## Task statement
Set out every line of the items below as a numbered list, skipping blank lines and leaving the pictures out of your answer.
* start Supplied data *
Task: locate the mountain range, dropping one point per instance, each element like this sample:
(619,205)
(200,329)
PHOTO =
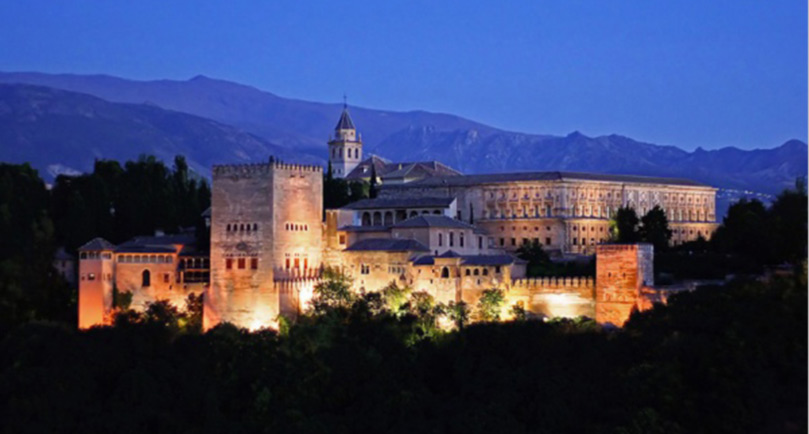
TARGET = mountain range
(216,121)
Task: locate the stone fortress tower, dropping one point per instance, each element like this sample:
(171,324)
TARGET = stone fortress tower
(266,228)
(345,147)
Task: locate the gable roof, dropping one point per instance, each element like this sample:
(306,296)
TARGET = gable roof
(385,169)
(388,244)
(404,202)
(156,244)
(432,221)
(97,243)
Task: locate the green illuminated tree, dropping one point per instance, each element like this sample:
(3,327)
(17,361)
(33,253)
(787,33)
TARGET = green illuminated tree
(488,308)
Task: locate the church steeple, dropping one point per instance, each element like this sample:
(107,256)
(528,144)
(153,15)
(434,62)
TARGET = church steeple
(345,148)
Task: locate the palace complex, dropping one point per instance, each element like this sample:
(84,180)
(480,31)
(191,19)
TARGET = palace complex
(430,228)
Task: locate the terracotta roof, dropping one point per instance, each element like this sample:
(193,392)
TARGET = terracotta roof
(364,228)
(432,221)
(405,202)
(472,260)
(156,244)
(494,178)
(388,244)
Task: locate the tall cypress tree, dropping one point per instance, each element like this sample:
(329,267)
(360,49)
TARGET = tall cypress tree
(372,189)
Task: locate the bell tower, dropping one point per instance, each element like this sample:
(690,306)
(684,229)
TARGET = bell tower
(345,146)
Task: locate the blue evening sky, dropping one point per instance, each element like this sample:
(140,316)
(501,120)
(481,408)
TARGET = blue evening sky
(684,73)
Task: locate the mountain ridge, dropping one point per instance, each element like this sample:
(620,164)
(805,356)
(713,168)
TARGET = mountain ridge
(302,127)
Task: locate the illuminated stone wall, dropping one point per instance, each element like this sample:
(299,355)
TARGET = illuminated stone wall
(554,296)
(622,272)
(266,224)
(95,288)
(559,210)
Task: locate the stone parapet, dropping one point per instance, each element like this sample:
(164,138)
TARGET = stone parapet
(253,169)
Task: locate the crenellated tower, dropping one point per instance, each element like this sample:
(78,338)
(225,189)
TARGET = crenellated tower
(345,147)
(266,227)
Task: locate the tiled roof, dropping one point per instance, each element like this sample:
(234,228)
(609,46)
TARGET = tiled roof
(494,178)
(412,202)
(491,260)
(345,122)
(365,228)
(156,244)
(472,260)
(388,244)
(98,244)
(388,170)
(432,221)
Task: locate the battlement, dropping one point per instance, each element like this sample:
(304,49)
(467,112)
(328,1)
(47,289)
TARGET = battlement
(553,283)
(252,169)
(296,285)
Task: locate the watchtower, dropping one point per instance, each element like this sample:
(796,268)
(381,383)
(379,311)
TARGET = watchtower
(345,146)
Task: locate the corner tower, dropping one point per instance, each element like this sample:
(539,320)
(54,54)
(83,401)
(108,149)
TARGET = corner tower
(345,147)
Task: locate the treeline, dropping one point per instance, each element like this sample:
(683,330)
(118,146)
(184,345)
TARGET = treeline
(718,360)
(338,192)
(114,201)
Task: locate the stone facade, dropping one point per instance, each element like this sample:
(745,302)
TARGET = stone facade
(266,226)
(345,147)
(567,212)
(449,235)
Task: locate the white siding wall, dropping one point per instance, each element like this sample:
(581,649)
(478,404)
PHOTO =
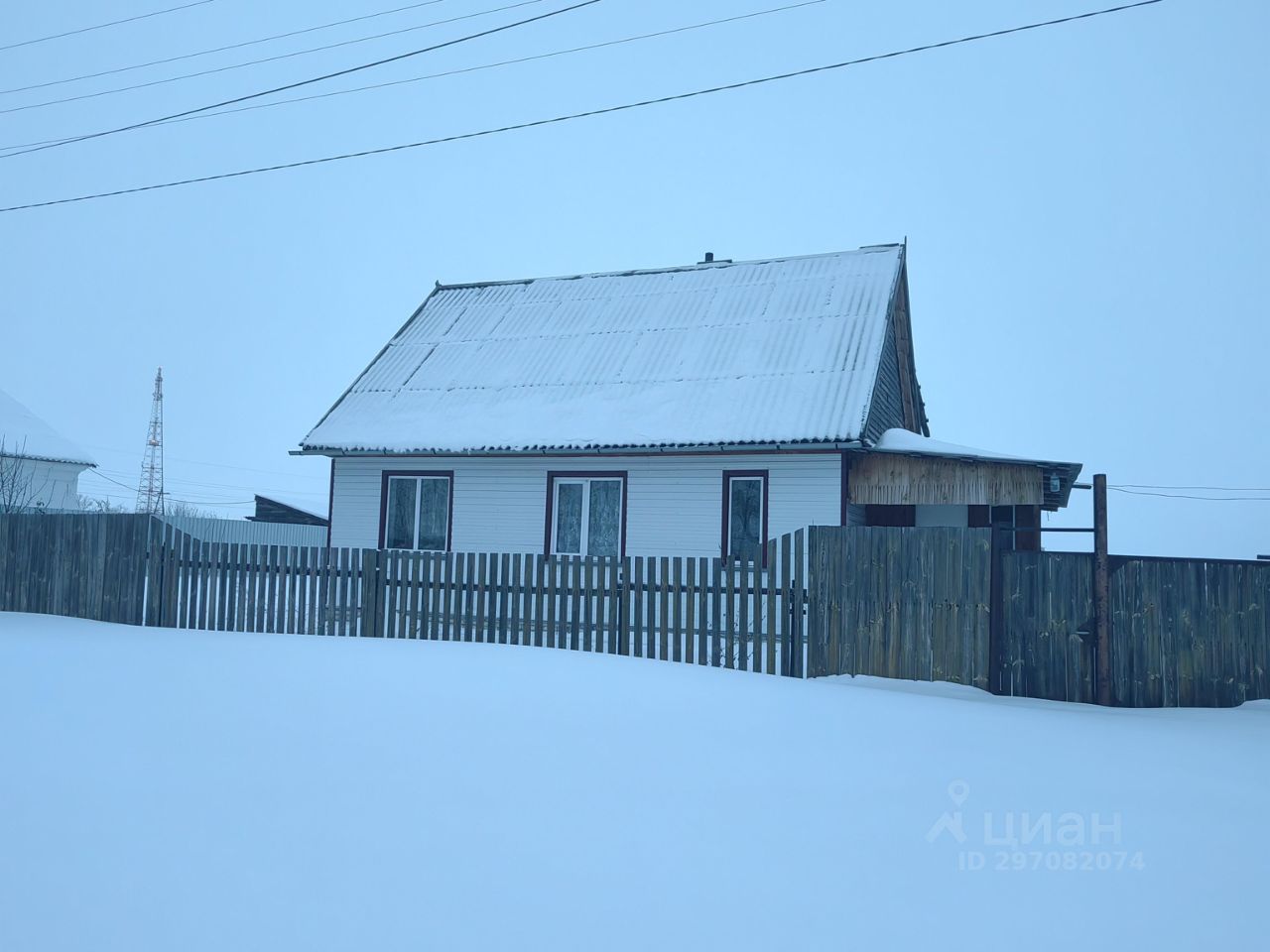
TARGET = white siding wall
(49,485)
(675,503)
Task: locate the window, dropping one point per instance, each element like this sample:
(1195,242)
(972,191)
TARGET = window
(744,515)
(585,513)
(1010,517)
(416,511)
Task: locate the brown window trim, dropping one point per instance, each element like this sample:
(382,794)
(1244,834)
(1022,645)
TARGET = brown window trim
(553,475)
(384,500)
(728,476)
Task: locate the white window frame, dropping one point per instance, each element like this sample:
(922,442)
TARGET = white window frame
(584,481)
(762,480)
(418,508)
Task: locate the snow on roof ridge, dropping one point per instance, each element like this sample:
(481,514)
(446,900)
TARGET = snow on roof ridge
(668,270)
(30,436)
* end Supplied data *
## The output
1. Task: locate the mountain range, dropping one point per instance, each element like this sample:
2. (619,205)
3. (200,329)
4. PHOTO =
5. TARGET = mountain range
6. (216,121)
7. Task: locate the stone fortress tower, dropping one point per instance, each element like this sample:
8. (171,324)
9. TARGET = stone fortress tower
10. (266,228)
11. (345,147)
12. Task: locate the gable roof, dropping one point per instance, each element like this sample:
13. (306,296)
14. TARGET = gable roof
15. (385,169)
16. (388,244)
17. (404,202)
18. (156,244)
19. (432,221)
20. (97,243)
21. Task: locate the green illuminated tree, dropping one point per instance, each element like this sample:
22. (3,327)
23. (17,361)
24. (33,253)
25. (787,33)
26. TARGET = green illuminated tree
27. (488,308)
28. Task: locate the church steeple, dropping one point per instance, each element like this sample:
29. (107,256)
30. (528,144)
31. (153,15)
32. (434,62)
33. TARGET = church steeple
34. (345,148)
35. Task: locate the palace complex, dropping one point per instance, each element like this sample:
36. (84,180)
37. (480,31)
38. (191,19)
39. TARGET = palace complex
40. (430,228)
41. Task: locate the terracotta roof, dropping one point per instance, each element like this sample:
42. (193,392)
43. TARGET = terracotta roof
44. (364,228)
45. (432,221)
46. (405,202)
47. (472,260)
48. (156,244)
49. (494,178)
50. (388,244)
51. Task: locate the tall cypress tree, dropping one point per instance, each element like this sample:
52. (329,267)
53. (360,49)
54. TARGET = tall cypress tree
55. (372,189)
56. Task: locate the bell tower, dropping one point per instance, each element like this sample:
57. (690,306)
58. (684,229)
59. TARGET = bell tower
60. (345,146)
61. Task: locate the blue evening sky, dropping one point per instance, each element like this sample:
62. (140,316)
63. (501,120)
64. (481,408)
65. TARGET = blue evening sky
66. (684,73)
67. Task: locate the mountain ridge, dropping one point per instance, each element like this sample:
68. (620,164)
69. (805,356)
70. (713,168)
71. TARGET = mountain ridge
72. (302,127)
73. Task: locate the illuminated stone wall, dropping one point per instance, each element like this sample:
74. (299,355)
75. TARGET = illuminated stone wall
76. (554,296)
77. (622,272)
78. (266,224)
79. (95,288)
80. (559,210)
81. Task: locate the stone parapet, dropping one point per instance, each element like this sample:
82. (164,138)
83. TARGET = stone parapet
84. (253,169)
85. Task: locate the crenellated tower, dropping one point per instance, each element like this sample:
86. (78,338)
87. (225,189)
88. TARGET = crenellated tower
89. (345,147)
90. (266,227)
91. Task: locate the tiled roof, dropping one point per instance, each element like this sample:
92. (234,228)
93. (609,46)
94. TARGET = tiled roof
95. (494,178)
96. (412,202)
97. (491,260)
98. (345,122)
99. (365,228)
100. (156,244)
101. (472,260)
102. (388,244)
103. (98,244)
104. (388,170)
105. (432,221)
106. Task: locate the battlement, dropping one point per instance, each element like this sample:
107. (304,49)
108. (467,112)
109. (328,1)
110. (47,289)
111. TARGET = battlement
112. (553,283)
113. (252,169)
114. (296,285)
115. Task: locate the watchtower, dropping one point per instance, each element like this sample:
116. (796,268)
117. (381,383)
118. (379,311)
119. TARGET = watchtower
120. (345,146)
121. Task: locate the corner tower, dropping one point per instance, each element like this sample:
122. (539,320)
123. (54,54)
124. (83,401)
125. (108,149)
126. TARGET = corner tower
127. (345,147)
128. Task: locate the treeline, dropping one point per instance, each element like this sample:
129. (683,330)
130. (118,146)
131. (184,345)
132. TARGET = treeline
133. (718,360)
134. (338,192)
135. (114,201)
136. Task: locate the stone facade, dropping one point per instance, each element like this sample:
137. (745,302)
138. TARGET = stone facade
139. (266,226)
140. (345,147)
141. (567,212)
142. (449,235)
143. Task: locate the white siding wall, dropping one point per instance, each element like this sample:
144. (581,649)
145. (478,404)
146. PHOTO =
147. TARGET = white siding wall
148. (49,485)
149. (675,503)
150. Task: locate the window, dropping one point per instance, each element like this sample:
151. (1195,242)
152. (972,191)
153. TARGET = window
154. (744,515)
155. (585,513)
156. (1010,517)
157. (416,511)
158. Task: locate the brown window trim, dropping one point per instance, each element like this sample:
159. (382,794)
160. (1244,834)
161. (1022,645)
162. TARGET = brown window trim
163. (553,475)
164. (384,500)
165. (728,476)
166. Task: locate the white window frame, dropping one point per instance, each element like this sample:
167. (922,442)
168. TARGET = white window frame
169. (584,481)
170. (762,480)
171. (418,508)
172. Task: locate the snow on roof ridge, dropping one point per instance, each element like this sample:
173. (481,514)
174. (446,900)
175. TARGET = snow on roof ridge
176. (668,270)
177. (30,436)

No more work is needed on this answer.